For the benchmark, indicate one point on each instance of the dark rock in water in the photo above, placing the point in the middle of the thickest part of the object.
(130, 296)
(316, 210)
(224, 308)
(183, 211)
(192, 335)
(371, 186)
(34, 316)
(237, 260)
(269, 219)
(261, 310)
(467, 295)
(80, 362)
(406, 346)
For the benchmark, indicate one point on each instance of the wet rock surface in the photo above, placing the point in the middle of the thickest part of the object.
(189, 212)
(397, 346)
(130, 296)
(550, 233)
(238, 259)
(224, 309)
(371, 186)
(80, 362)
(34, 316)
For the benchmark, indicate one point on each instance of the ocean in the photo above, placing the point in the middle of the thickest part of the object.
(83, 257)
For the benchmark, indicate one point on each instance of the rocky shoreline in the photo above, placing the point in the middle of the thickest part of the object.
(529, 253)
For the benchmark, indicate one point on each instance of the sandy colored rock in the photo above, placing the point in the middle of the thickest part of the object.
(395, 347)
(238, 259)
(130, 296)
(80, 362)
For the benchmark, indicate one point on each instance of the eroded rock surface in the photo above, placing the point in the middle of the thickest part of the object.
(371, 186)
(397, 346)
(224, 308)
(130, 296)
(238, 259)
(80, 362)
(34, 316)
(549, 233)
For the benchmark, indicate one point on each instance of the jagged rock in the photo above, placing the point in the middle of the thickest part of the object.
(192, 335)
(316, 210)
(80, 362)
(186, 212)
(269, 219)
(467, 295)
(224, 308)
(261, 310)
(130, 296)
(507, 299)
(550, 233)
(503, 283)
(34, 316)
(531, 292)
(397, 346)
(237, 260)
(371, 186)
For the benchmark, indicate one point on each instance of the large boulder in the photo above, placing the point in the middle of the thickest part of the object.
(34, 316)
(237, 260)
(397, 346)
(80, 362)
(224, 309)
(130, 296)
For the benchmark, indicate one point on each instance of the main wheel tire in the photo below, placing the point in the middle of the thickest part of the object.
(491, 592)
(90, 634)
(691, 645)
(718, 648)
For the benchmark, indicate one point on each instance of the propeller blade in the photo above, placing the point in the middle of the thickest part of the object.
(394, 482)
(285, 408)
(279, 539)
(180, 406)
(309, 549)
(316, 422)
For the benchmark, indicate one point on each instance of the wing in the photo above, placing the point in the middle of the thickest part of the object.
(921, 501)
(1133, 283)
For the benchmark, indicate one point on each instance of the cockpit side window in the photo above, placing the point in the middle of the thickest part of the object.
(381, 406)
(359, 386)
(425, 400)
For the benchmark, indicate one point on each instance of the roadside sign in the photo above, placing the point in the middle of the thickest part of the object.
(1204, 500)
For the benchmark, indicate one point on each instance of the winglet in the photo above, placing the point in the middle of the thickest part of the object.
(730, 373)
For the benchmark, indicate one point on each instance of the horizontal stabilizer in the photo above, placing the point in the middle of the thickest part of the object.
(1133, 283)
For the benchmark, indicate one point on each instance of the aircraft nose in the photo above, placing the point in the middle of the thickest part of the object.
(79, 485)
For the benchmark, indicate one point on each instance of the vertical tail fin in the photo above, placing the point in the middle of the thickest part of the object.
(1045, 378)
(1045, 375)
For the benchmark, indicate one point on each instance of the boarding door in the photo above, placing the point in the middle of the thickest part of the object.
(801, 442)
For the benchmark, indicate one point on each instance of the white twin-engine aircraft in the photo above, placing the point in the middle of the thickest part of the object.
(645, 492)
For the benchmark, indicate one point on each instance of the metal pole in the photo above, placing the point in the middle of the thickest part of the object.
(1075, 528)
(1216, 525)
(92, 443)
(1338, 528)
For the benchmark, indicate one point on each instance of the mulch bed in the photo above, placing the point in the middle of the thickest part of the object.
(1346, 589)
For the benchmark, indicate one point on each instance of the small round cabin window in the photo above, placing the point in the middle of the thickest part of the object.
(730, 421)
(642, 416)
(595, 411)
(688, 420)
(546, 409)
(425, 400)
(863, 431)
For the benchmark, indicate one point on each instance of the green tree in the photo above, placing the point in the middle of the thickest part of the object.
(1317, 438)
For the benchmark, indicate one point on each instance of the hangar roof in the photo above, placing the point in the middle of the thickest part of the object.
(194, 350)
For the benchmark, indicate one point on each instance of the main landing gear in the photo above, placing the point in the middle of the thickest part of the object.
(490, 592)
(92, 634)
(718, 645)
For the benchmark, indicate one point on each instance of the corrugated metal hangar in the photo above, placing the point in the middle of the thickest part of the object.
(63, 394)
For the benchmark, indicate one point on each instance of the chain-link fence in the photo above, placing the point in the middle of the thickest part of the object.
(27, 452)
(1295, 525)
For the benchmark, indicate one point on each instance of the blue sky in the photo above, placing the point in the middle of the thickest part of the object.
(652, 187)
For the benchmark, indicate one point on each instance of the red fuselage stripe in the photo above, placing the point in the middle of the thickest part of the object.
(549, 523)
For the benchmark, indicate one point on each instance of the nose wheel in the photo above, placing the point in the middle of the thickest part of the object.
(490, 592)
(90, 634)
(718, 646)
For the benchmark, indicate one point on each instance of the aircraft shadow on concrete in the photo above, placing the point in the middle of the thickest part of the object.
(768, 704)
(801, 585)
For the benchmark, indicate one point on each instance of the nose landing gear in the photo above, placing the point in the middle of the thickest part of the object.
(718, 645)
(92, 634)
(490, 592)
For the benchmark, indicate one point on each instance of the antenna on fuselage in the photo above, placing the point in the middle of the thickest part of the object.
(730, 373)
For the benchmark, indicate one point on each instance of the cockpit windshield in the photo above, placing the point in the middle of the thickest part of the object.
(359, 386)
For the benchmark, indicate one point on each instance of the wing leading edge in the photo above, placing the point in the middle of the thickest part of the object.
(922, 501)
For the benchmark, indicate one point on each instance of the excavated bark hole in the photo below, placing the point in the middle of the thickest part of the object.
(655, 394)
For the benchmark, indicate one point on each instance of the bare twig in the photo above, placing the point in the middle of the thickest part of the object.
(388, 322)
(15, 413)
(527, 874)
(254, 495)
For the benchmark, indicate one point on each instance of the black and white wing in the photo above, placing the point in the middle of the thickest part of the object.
§ §
- **Exercise instructions**: Put the stretch of the records from the line containing "the cockpit side" through the line containing "(1338, 528)" into a numbered list, leaving out any blank lines.

- **Task result**:
1. For the benchmark, indicate one point on each instance of the cockpit side window in the photo above, placing the point in the middle of the thickest part of the object.
2. (381, 406)
3. (359, 386)
4. (425, 400)
5. For the benchmark, indicate one point on each instance of the roadside sign in the photo above, placing the point in the middle of the thickest part of the object.
6. (1204, 500)
7. For the benchmark, indicate one point on each instance of the winglet in the photo above, placing the point in the middle of the thickest part of the object.
8. (730, 373)
9. For the benchmark, indicate one point on each instance of the horizontal stabilizer in the photo above, placing the point in the middle of the thickest part of the object.
10. (1133, 283)
11. For the benchmark, indicate one point on each instance of the aircraft nose in the photo above, placing the point in the middle of the thickest part of the object.
12. (79, 485)
13. For the benchmark, indicate one point on each instance of the vertical tail fin in the photo above, placing the point in the middle of the thickest part of the object.
14. (1045, 378)
15. (1045, 375)
16. For the benchmark, indicate one point on each instance of the boarding door in the photo above, placing the point in the middle of the thickest part of the object.
17. (801, 442)
18. For the benchmark, indicate one point on each instance of the white twin-engine aircraft in the photo above, placing the point in the middle of the thickest part of the object.
19. (645, 492)
20. For the benchmark, indicate one point on each instance of the metal pole in the photo above, placing the point in the middle of the thickest part of the object.
21. (1075, 528)
22. (1216, 525)
23. (92, 443)
24. (1338, 528)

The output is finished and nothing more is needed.